From the forum thread below on working in Cyprus, extract the passage starting at "As the matter" and ending at "the other threads.", copied word for word.

■ **Excerpted passage**:
►
# working in cyprus



## kerry (Aug 12, 2008)

hi everyone, new to this, and was wondering if anyone could give me any info on working and aliving in cyprus, hopefully ill be going next summer as it has always been a dream of mine i live in northern ireland.
is there anything i should watch out for?? or any tips on which resort i should go to??
any advice would be much appreciated!!!!!
thank you


----------



## Veronica (Apr 5, 2008)

Hi Kerry,
If you read through some of the threads on this forum you will find a lot of info about the different areas of Cyprus and peoples opinions on which areas are best.
As the matter of which is the best area is very much down to personal preference it is hard to advise anyone. 
Take a look at some of the other threads.
If you have any specific questions i wll be more than happy to answer them to the best of my ability.

Regards
Veronica


----------



## BabsM (May 24, 2008)

Hi Kerry and welcome to the forum. 

A piece of advice... if you are really serious about this, do your homework carefully. Get a couple of good travel guides and read about Cyprus. Many people are shocked when they learn how much people get paid over here. However the cost of living is less than the UK. Also you need to consider the impact of hot weather on whatever job you decide to do. And lastly, if possible, get a job before you come as it makes the immigration process easier.

Good luck
Babs


----------
◄
■ **Data listing**:
►
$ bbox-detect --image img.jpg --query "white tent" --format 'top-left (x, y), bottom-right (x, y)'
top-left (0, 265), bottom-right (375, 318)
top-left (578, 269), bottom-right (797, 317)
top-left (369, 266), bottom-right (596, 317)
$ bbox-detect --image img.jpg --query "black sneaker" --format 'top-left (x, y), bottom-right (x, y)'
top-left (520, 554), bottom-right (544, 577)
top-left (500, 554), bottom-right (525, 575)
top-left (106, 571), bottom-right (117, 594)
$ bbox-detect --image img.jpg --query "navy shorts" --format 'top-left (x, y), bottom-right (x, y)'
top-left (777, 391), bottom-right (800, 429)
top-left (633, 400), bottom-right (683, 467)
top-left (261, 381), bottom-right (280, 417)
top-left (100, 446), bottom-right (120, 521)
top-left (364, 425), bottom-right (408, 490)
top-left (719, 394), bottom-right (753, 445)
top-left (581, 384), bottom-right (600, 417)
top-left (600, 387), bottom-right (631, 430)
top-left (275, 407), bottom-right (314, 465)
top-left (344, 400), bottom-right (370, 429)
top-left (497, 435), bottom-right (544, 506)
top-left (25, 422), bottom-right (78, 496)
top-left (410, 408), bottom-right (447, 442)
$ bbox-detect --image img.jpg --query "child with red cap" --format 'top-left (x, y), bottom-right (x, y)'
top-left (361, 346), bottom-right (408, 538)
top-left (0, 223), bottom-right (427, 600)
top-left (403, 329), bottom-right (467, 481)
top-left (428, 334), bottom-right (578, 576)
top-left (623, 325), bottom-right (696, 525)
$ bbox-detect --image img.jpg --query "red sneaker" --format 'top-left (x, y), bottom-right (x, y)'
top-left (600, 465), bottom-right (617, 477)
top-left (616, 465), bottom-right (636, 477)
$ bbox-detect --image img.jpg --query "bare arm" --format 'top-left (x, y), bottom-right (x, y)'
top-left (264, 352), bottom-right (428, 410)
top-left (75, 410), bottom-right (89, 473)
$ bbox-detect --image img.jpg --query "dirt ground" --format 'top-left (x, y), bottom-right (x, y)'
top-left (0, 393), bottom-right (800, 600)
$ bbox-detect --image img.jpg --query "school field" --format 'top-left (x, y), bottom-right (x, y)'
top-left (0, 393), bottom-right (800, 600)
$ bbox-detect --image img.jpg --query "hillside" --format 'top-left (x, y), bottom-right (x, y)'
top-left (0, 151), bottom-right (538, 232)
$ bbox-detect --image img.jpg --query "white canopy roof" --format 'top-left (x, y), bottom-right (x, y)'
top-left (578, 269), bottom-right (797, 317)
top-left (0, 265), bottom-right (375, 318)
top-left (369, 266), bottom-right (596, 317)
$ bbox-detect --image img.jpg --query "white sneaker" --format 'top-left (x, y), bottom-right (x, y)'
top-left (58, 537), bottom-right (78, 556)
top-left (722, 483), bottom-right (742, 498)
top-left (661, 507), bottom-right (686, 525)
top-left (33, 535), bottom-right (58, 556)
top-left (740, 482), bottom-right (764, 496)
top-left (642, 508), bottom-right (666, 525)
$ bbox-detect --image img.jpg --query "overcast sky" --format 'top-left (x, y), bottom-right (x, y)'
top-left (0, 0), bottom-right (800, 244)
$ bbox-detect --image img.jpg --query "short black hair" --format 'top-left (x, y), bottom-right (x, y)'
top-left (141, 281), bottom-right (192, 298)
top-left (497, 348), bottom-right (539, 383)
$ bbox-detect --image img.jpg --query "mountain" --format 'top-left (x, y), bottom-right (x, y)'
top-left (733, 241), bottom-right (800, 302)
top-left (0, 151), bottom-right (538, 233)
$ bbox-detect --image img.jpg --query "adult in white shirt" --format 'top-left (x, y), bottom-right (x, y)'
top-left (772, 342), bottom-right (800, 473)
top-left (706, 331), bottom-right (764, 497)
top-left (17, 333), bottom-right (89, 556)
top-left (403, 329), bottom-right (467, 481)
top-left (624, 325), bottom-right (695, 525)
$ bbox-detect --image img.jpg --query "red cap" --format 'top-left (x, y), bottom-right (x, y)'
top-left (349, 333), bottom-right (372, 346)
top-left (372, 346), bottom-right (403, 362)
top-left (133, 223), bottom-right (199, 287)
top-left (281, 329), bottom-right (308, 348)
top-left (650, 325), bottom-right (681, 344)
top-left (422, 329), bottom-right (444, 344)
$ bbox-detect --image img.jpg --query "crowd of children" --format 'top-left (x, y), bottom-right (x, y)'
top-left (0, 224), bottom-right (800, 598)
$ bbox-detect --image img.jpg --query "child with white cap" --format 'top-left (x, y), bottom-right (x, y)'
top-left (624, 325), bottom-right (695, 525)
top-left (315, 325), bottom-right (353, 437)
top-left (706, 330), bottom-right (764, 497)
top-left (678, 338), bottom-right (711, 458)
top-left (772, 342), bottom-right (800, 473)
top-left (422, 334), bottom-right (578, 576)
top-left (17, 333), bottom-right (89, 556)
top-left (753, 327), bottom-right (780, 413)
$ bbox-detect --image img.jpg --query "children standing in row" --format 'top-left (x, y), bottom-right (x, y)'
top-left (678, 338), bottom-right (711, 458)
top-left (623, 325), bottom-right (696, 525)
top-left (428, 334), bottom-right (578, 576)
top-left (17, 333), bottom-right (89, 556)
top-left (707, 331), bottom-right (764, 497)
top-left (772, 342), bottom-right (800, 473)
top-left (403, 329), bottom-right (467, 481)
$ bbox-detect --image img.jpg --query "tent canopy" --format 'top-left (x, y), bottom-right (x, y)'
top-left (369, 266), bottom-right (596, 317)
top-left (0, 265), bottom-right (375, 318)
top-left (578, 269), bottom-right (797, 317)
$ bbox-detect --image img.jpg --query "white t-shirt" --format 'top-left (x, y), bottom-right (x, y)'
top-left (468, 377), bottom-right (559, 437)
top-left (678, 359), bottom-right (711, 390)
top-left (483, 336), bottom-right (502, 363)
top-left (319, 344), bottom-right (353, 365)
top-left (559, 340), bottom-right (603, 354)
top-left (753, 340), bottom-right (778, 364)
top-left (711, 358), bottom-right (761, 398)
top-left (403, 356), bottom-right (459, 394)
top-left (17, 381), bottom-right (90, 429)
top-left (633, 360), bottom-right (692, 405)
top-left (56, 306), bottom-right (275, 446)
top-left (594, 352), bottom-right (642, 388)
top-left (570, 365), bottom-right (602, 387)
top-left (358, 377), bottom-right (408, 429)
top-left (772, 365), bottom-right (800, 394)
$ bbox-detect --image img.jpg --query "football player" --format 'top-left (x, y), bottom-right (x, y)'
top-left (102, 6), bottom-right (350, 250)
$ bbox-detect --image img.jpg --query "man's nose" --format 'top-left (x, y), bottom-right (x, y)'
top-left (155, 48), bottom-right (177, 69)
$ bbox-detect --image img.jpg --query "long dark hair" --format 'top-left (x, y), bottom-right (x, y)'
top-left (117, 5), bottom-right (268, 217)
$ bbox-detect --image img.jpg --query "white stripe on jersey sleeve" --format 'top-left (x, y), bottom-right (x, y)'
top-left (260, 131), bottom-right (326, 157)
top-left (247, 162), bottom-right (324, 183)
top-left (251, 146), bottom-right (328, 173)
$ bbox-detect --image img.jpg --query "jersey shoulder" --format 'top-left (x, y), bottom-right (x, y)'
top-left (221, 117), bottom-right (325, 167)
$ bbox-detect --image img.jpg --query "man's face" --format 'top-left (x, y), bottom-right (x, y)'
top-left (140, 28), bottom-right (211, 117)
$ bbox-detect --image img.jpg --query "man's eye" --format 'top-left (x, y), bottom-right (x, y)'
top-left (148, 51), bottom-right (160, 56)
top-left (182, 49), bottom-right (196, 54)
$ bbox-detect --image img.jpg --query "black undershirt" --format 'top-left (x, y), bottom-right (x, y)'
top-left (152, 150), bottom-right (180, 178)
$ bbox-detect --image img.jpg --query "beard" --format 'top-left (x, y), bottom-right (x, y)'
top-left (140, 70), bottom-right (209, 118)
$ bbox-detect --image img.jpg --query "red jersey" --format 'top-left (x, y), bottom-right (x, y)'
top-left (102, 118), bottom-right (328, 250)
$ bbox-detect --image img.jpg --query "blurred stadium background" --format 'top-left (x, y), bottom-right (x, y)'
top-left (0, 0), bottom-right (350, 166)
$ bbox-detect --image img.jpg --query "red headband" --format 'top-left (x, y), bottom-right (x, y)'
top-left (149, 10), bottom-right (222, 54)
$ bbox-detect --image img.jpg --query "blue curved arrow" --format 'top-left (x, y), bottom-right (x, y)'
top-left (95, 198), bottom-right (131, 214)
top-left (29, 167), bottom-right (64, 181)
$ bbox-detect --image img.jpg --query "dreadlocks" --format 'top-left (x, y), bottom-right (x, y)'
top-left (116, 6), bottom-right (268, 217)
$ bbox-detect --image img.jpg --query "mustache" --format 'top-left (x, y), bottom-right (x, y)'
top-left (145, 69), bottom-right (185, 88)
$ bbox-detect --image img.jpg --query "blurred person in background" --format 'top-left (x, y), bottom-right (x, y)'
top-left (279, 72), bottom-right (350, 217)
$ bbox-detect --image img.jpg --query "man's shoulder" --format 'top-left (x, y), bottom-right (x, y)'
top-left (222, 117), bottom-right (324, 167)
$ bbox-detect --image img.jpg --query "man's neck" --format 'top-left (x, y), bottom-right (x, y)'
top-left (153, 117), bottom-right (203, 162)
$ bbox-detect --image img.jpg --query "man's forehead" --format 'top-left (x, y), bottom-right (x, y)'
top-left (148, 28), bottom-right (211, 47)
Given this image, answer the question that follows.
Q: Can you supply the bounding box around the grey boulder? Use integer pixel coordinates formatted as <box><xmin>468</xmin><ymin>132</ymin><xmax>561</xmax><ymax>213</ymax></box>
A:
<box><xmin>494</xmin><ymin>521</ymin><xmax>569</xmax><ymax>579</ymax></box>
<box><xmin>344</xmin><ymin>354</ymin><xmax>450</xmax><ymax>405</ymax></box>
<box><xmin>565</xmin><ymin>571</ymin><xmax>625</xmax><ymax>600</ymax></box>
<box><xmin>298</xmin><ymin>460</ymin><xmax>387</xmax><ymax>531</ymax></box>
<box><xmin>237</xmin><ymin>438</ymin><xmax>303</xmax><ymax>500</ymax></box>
◄
■ **Answer to this problem**:
As the matter of which is the best area is very much down to personal preference it is hard to advise anyone. 
Take a look at some of the other threads.